Samsung has been pushing the idea of the Galaxy ecosystem over the past few years, building out features and new devices to let you get things done across every form factor. But where Apple has macOS to offer its customers a full experience on desktop and laptops, Samsung doesn’t have a full desktop OS of its own – DeX doesn’t count. With a suite of software on top of Windows 11, the Galaxy Book 3 Pro 360 is a killer way to round out an ecosystem of Galaxy devices, and it also happens to be an excellent laptop on its own.
The Galaxy Book 3 Pro 360 is a 16-inch, 2-in-1 Windows laptop with fairly high-end specs. The configuration I’ve been testing has a 13th-generation Intel Core i7 processor with Iris Xe graphics, as well as 16GB of RAM. It’s quite a bit of power, and for a fair price. You’d pay $1,699 for this model with 512GB of storage, which I’ve felt is well within reason for what you’re getting. It’s not cheap, but it’s not outrageous either.
To take a look at the physical hardware first, the machine as a whole is impressively thin, and pretty lightweight as well. It measures just half an inch thick, which undercuts even Apple’s comparable MacBook model. It also weighs in at 3.66 lbs, with that weight distributed to a point where it feels lighter than it is. Of course, that’s not to say this isn’t a huge machine. 16 inches makes for a big piece of kit to carry around, and I’ve felt on more than one occasion that it’s too big for me. That size also makes me wonder why this is a 2-in-1, as using a tablet of this size feels comical at times. But, there’s an obvious answer there, and it’s drawing. With an S Pen included, using this machine as a tablet makes sense, and “tent mode” is good for consuming video content too.
==*==
§ Exercise
Copy the passage from the Galaxy Book 3 Pro 360 review, starting with "Samsung has been" and going on through "on its own.". You won't need the listing for anything here.
==*==
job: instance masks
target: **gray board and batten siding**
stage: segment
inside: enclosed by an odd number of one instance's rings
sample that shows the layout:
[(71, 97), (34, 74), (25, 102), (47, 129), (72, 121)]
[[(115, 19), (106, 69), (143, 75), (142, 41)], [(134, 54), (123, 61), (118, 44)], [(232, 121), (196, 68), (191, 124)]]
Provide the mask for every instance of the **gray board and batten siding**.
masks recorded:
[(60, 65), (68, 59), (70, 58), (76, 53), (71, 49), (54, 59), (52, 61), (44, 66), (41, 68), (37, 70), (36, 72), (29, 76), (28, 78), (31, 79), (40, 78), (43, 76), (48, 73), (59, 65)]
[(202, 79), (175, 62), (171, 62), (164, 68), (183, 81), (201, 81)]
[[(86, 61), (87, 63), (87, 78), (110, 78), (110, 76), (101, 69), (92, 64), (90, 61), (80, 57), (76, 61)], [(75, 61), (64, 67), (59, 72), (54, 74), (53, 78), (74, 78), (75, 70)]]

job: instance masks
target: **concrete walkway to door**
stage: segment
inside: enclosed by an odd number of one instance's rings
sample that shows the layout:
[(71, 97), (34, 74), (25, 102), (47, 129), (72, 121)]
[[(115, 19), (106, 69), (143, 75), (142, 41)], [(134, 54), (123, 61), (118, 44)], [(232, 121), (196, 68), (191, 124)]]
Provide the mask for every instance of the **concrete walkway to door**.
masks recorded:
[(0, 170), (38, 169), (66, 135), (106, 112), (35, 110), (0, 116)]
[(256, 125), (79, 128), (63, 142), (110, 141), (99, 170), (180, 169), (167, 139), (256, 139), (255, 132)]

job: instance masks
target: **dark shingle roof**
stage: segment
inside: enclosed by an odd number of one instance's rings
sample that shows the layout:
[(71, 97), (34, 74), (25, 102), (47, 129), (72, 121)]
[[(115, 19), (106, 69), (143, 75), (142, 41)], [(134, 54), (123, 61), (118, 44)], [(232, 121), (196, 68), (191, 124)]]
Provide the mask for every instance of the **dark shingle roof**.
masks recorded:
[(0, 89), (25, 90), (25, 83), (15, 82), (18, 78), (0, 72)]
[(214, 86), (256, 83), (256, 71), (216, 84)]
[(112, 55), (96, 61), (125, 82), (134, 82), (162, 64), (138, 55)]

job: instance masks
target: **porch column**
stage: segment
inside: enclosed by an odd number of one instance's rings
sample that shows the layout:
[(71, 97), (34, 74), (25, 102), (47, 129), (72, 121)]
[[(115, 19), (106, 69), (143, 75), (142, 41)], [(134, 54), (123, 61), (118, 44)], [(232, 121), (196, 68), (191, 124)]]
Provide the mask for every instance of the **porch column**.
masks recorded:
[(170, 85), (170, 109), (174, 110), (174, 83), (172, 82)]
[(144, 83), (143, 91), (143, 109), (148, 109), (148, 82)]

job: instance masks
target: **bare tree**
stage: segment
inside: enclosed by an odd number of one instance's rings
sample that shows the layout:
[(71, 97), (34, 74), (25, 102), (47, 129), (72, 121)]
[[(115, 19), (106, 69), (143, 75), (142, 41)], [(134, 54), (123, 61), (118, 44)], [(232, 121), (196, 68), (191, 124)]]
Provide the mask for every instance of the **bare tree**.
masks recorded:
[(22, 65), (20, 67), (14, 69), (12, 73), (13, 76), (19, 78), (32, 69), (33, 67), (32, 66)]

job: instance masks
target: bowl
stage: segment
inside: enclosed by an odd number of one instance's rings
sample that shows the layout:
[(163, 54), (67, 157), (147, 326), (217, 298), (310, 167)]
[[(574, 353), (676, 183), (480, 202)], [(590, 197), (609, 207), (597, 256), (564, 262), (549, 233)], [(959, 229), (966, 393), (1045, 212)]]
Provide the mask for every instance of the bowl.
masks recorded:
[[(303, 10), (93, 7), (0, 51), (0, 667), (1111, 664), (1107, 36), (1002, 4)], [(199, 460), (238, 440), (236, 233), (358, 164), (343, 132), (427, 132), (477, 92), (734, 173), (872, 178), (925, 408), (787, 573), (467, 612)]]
==*==
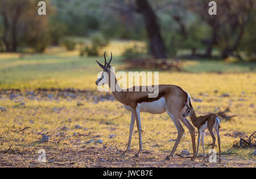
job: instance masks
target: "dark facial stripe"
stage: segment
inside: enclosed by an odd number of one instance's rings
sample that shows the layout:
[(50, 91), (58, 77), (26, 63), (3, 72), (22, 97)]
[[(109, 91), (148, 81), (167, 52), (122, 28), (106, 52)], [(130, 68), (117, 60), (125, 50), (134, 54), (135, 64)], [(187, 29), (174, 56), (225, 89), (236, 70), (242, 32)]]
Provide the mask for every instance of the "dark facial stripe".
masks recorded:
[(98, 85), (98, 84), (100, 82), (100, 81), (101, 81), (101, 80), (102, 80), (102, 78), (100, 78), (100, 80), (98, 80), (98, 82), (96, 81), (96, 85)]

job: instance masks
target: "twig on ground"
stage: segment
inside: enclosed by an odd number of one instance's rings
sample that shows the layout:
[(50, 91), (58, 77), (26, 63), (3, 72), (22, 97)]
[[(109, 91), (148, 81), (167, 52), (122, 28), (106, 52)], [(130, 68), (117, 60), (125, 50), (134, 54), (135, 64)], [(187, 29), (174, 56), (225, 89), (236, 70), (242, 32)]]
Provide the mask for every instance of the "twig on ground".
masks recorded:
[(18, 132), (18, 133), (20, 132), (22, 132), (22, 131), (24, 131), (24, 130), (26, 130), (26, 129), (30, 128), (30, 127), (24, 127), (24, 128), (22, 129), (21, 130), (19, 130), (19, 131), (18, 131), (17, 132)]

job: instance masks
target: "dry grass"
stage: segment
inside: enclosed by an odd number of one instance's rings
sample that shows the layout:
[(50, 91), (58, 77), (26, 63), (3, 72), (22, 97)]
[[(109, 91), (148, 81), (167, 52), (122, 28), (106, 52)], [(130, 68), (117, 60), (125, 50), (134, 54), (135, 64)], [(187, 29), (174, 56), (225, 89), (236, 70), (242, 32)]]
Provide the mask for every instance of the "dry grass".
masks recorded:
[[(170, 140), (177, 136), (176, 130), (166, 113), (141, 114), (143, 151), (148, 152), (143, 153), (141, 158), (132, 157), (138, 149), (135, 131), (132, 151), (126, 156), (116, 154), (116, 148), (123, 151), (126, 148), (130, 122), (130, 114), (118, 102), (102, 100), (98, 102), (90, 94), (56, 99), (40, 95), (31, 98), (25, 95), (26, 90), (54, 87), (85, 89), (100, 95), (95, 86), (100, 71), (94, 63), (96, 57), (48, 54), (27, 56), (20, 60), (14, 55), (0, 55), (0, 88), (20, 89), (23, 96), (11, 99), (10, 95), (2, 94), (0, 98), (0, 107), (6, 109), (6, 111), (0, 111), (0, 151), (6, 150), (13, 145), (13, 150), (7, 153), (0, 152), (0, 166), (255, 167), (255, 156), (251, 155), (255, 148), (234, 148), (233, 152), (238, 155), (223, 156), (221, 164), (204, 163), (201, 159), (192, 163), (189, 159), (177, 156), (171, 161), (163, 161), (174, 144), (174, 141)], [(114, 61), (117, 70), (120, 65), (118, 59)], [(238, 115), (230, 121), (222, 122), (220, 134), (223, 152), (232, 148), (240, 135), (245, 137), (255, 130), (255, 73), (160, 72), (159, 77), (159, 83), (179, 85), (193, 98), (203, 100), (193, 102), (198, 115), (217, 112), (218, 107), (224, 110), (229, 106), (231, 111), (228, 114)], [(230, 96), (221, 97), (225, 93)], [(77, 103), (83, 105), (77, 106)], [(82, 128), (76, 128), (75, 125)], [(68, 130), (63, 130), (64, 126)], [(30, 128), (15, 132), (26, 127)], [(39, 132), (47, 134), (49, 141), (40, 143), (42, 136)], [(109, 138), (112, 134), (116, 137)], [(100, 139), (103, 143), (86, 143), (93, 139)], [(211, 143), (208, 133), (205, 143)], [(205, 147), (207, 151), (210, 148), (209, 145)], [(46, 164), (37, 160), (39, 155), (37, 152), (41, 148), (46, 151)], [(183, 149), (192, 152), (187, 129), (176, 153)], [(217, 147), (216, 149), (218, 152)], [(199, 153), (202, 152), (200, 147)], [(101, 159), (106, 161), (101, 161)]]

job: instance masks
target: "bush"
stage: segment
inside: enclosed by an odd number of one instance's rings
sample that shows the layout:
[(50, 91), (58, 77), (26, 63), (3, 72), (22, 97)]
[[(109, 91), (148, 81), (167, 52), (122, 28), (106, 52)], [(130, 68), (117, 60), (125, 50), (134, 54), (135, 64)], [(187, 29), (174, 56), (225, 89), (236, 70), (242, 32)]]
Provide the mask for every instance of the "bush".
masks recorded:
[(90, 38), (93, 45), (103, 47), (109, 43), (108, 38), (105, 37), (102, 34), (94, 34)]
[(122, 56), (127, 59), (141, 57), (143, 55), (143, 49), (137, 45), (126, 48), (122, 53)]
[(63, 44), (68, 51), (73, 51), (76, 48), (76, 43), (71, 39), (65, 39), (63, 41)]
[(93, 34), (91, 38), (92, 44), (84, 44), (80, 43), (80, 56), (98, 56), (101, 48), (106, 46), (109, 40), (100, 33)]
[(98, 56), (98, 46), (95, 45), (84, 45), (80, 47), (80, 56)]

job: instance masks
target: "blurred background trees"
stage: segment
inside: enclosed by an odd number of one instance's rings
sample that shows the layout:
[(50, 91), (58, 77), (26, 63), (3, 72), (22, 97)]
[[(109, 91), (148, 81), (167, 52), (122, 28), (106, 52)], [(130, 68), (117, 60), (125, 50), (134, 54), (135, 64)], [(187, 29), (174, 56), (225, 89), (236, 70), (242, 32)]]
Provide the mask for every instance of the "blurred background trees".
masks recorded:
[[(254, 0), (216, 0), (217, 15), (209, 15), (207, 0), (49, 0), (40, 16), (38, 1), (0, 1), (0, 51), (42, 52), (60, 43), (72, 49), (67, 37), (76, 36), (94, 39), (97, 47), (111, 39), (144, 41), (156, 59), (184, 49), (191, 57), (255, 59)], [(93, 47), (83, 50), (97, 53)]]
==*==
§ Answer for the task
Samsung has been pushing the idea of the Galaxy ecosystem over the past few years, building out features and new devices to let you get things done across every form factor. But where Apple has macOS to offer its customers a full experience on desktop and laptops, Samsung doesn’t have a full desktop OS of its own – DeX doesn’t count. With a suite of software on top of Windows 11, the Galaxy Book 3 Pro 360 is a killer way to round out an ecosystem of Galaxy devices, and it also happens to be an excellent laptop on its own.